* _提示テキスト_
2023年のオールスター戦開催時に行われたマンフレッド・コミッショナーの記者会見に先立ち、メディアに配布された資料があります。それによれば、2021年には9イニングの平均試合時間が史上最長となる3時間10分だったのに対し、2023年前半戦では2時間38分まで短縮されていたのです。およそ30分も短縮されたことには驚きしかありません。


また、データによれば、前半戦に行われた約6割の試合で、新たに導入されたピッチクロックに関わるルール違反があったものの、そのうち28%が1試合あたりの違反は一つ、9%が二つ、三つ以上あったのはわずか2%のみ。開幕から100試合目までは平均で1試合あたり0.87個の違反があったものの、前半最後の100試合では0.23個に減少していることから考えると、選手はプレーする中でピッチクロックに問題なく対応することができていたようです。


■勇気ある変化を起こさないと「時代遅れのスポーツ」になる


実際に僕が現地でオープン戦を視察した時は、まだルールに慣れていないため少しイライラした様子が見てとれる投手や、打席に入り忘れてしまう打者もいました。しかし、データが示す通り、シーズンが深まるにつれて定着し、全体的な印象として大きな混乱を招いているとは思えませんでした。


試合の時短にはルール改定だけではなく、ピッチコムの導入も大きく影響しているでしょう。投手と捕手のサイン交換を行うための電子機器で、従来の捕手から発信する指や体を使ったサイン交換では、ピッチクロックで定められた投球間隔に間に合わない心配を解消しました。


ピッチコムはバッテリーの他にも最大3人の野手が着用でき、バッテリー間のやりとりを音声情報として受け取ることができます。目に見えないサイン交換ができるので、サイン盗み問題も解決できるという機器です。


ともすれば、野球の本質を変えかねないルール改定や新ルールの導入です。正式採用される前はもちろん、採用された後も異議を唱える声が上がり大いに議論されたと聞きますが、それでもアメリカでは野球というスポーツを未来へつなぐためにも、勇気ある変化を起こしているのです。


いい伝統は引き継ぎながらも、時代に即した変化を厭わない柔軟な姿勢を持たなければ、時代遅れとなり取り残されてしまいます。


■選手でさえ「試合が長い」と思っていた


日本でも、早ければ2025年シーズンにもピッチクロックやピッチコムを導入したり、牽制ルールなどを改定したりする議論がなされるでしょう。アメリカのように時代に即した対応をするべきですし、常に世界基準は意識しておくべきです。なぜなら、これまでWBCに代表される国際大会はメジャーリーグのルールに準じた形で開催されてきたからです。

* _作業内容_
1. 次の (a)〜(c) の記述が本文の内容と一致するか、それぞれ「はい」か「いいえ」で答え、判断の根拠となる本文の語句をそのまま引用してください。(a) 2021年の9イニングの平均試合時間は3時間10分だった。(b) 前半最後の100試合では、1試合あたりの違反は平均0.87個だった。(c) ピッチコムは、バッテリーのほかに最大5人の野手が着用できる。
2. 以下のエントリーから、文字列「archivolt」を含む行をすべて示してください。大文字と小文字は区別します。

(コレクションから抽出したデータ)
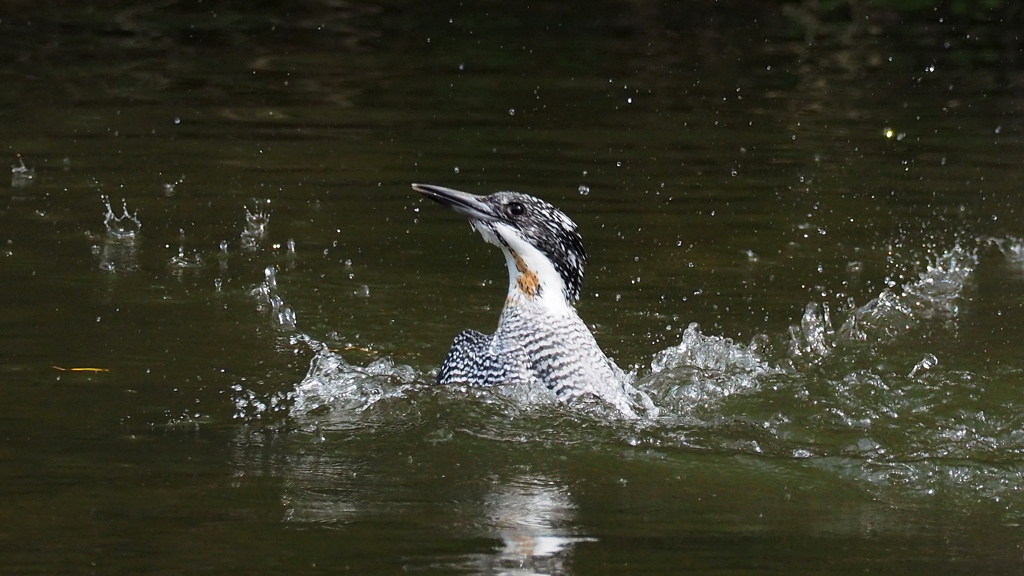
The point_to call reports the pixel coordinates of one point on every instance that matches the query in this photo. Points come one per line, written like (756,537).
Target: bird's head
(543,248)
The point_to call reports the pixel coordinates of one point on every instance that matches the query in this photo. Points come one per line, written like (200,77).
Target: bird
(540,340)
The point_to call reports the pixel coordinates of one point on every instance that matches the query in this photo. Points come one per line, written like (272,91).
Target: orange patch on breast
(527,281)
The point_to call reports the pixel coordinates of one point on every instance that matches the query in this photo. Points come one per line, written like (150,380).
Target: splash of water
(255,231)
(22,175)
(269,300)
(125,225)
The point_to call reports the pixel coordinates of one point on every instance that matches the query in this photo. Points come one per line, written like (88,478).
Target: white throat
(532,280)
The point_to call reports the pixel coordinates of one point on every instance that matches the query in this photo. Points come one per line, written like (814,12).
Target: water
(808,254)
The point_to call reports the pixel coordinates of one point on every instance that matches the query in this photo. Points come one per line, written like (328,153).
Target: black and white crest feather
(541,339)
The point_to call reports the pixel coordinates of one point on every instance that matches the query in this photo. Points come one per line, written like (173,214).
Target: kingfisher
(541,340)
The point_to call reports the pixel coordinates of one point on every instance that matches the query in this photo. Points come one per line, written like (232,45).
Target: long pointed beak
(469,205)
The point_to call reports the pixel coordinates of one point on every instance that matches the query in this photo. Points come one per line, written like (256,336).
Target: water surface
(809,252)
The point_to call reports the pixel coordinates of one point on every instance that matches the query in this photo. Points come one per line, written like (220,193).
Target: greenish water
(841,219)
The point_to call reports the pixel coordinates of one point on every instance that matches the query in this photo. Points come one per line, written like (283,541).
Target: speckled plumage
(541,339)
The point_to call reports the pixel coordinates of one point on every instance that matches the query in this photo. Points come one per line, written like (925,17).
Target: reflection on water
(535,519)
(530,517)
* * *
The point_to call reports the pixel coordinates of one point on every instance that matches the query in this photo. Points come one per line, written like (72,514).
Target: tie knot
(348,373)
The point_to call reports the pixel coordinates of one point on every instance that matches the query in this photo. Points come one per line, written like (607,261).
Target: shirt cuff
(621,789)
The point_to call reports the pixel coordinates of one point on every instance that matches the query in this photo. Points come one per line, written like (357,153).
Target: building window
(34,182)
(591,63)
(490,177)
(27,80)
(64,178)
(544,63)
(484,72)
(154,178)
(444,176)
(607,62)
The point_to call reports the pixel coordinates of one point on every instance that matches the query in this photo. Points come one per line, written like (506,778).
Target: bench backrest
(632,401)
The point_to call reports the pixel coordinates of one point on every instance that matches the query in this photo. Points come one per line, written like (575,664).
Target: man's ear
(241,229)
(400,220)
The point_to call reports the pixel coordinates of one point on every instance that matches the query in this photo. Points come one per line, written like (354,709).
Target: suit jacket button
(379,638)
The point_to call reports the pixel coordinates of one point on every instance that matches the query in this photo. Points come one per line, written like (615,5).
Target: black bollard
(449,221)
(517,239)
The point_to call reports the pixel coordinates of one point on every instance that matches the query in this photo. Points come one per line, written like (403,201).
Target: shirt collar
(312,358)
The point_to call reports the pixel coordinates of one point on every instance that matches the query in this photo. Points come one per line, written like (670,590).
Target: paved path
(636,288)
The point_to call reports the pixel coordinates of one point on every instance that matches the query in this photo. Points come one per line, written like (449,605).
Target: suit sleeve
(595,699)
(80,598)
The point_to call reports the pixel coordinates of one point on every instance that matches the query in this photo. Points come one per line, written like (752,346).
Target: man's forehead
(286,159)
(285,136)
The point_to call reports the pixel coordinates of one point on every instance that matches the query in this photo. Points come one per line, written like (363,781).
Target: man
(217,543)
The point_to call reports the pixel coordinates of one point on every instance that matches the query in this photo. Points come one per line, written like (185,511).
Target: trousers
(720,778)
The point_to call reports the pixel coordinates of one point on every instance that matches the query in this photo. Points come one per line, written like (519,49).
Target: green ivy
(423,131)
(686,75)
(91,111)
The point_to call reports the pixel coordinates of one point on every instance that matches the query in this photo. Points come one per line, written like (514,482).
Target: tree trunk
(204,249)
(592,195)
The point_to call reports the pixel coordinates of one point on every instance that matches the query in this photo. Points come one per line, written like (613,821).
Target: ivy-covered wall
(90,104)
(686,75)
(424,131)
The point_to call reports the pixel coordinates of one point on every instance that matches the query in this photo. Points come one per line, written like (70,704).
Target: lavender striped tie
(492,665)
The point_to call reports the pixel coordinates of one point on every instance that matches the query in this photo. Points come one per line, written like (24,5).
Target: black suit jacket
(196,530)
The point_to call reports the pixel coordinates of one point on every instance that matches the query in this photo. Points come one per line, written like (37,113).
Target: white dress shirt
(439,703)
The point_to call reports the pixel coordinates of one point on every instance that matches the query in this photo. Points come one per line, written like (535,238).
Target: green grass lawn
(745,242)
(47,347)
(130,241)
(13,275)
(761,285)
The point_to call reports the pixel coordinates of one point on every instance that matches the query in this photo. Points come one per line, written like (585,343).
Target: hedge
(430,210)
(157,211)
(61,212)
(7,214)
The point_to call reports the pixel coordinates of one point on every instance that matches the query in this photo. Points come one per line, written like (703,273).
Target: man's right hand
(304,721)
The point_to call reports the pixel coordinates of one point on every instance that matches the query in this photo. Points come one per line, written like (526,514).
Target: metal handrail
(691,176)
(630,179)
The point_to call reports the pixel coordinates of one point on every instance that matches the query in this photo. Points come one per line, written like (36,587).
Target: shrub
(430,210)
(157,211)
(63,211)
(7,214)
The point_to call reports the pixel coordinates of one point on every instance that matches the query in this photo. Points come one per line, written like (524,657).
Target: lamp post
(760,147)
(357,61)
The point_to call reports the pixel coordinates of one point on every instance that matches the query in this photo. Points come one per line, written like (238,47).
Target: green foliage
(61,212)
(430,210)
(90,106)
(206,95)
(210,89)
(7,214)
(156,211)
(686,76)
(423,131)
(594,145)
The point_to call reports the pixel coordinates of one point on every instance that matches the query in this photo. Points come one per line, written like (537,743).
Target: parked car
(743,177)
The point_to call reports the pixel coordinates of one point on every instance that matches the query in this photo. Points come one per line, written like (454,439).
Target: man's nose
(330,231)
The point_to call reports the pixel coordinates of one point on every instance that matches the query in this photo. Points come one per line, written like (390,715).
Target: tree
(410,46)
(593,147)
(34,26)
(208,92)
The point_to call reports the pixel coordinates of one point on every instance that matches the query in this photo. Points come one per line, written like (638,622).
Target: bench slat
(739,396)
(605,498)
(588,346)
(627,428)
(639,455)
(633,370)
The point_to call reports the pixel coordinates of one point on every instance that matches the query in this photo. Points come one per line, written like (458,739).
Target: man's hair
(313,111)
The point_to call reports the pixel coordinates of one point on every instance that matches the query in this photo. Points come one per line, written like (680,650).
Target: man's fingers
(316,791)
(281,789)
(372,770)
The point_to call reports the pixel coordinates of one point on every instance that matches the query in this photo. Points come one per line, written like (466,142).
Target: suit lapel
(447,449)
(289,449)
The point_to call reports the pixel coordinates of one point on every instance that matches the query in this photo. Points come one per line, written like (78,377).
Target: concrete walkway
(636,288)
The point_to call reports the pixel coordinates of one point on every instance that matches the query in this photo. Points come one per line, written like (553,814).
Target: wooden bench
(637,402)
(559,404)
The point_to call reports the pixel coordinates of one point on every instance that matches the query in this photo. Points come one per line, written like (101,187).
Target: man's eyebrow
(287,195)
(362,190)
* * *
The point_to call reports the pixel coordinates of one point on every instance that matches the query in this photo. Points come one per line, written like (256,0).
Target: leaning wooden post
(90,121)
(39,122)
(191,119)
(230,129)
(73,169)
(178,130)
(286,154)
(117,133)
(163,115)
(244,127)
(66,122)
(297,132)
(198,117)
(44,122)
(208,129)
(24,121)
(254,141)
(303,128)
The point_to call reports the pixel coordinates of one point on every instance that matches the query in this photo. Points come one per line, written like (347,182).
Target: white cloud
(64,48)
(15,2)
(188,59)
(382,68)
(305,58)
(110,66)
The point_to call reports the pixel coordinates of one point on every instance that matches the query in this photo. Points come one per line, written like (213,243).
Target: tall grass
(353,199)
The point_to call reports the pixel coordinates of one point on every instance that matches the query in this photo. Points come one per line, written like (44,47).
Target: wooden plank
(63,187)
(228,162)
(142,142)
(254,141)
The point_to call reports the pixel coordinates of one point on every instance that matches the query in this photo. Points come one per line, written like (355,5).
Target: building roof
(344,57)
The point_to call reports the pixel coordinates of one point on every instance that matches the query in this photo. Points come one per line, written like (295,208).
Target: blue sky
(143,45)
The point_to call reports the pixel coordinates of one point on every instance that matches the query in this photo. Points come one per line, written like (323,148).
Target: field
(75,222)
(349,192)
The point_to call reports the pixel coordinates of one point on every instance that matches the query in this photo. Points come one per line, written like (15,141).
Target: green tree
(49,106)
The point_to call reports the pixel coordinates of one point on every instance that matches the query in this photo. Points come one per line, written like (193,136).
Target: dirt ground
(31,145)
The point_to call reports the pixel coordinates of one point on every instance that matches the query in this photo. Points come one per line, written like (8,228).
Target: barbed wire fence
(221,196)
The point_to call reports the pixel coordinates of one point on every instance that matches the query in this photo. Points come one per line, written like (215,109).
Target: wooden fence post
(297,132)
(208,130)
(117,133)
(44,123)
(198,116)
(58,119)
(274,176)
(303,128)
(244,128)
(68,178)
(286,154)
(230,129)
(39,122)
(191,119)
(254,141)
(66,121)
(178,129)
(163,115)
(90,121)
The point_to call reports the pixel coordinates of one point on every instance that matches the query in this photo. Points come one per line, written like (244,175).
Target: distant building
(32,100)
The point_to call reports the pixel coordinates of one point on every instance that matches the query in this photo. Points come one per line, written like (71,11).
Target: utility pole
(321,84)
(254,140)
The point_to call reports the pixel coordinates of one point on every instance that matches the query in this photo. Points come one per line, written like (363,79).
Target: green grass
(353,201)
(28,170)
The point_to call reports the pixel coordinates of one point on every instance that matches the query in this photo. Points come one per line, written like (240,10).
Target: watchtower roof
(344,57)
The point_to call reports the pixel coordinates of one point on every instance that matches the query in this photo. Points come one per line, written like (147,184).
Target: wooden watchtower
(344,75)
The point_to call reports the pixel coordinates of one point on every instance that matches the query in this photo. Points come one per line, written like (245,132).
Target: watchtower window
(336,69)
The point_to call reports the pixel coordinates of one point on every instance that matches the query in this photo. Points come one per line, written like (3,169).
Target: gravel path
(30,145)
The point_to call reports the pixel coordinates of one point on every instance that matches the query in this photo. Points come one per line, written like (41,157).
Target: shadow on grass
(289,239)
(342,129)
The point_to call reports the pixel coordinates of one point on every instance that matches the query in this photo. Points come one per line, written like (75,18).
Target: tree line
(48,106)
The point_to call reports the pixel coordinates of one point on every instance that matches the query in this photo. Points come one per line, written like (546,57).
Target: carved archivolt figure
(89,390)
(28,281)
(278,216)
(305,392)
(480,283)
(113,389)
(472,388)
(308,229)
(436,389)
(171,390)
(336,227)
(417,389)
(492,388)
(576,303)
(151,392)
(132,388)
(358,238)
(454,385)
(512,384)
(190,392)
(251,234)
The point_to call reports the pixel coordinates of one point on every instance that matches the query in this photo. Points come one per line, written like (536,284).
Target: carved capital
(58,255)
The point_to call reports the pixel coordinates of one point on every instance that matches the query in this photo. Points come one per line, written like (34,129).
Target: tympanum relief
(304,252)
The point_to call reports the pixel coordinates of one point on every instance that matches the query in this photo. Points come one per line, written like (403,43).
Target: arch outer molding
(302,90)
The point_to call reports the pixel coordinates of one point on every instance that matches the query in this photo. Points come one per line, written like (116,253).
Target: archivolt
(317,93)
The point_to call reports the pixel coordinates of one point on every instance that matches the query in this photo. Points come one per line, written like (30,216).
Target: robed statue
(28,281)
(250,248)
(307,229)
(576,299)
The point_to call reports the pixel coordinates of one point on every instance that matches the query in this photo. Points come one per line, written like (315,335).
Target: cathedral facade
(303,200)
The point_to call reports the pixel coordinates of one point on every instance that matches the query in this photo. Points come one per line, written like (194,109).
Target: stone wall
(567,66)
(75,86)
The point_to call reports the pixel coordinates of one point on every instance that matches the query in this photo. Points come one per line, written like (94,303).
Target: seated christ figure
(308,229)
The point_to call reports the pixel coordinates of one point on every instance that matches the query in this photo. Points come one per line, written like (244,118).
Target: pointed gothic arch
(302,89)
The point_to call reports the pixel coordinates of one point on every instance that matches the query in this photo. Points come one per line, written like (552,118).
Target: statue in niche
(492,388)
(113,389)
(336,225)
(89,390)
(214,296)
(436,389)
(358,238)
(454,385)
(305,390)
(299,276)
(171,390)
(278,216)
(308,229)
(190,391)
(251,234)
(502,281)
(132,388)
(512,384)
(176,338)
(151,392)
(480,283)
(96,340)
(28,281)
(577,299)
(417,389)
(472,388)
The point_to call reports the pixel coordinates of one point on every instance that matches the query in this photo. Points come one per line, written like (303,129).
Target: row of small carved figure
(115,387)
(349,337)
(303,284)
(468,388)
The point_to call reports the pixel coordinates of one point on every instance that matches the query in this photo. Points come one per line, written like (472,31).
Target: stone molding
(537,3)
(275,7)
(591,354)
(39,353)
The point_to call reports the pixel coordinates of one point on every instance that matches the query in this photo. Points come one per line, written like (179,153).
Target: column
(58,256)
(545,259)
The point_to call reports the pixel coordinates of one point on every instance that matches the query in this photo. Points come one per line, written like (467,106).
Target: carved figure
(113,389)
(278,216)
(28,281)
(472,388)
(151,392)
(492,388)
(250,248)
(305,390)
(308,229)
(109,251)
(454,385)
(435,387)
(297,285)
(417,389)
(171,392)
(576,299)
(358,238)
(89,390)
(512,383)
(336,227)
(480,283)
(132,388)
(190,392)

* _回答_
1.
(a) はい：「2021年には9イニングの平均試合時間が史上最長となる3時間10分だった」
(b) いいえ：「前半最後の100試合では0.23個に減少している」
(c) いいえ：「ピッチコムはバッテリーの他にも最大3人の野手が着用でき」

2.
Target: carved archivolt figure
Target: archivolt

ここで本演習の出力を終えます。